Referring expression data
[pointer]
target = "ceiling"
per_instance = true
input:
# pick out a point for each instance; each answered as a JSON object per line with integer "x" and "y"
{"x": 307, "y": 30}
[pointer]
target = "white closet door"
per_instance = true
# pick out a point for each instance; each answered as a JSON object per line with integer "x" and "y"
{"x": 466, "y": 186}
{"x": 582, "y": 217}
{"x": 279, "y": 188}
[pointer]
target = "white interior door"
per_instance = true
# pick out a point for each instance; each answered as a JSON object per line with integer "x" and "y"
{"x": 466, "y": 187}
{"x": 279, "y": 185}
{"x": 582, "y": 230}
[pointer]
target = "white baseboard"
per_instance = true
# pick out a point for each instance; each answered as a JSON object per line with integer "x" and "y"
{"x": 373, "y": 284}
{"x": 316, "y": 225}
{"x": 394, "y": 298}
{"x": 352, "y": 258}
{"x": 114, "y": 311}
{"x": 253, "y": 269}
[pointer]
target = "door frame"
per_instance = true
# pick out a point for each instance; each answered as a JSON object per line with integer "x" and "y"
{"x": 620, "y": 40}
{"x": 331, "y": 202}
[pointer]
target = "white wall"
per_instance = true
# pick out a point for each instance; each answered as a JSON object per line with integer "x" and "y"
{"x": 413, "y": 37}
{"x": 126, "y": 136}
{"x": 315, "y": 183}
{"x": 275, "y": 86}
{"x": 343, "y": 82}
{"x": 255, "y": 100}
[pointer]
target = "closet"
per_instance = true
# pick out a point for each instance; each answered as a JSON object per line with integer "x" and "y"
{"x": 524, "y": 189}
---
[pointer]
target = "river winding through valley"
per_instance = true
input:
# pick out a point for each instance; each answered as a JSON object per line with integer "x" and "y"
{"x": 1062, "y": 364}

**What the exercise asks**.
What is the number of lines above that contain "white"? Reply with that number only.

**Answer space**.
4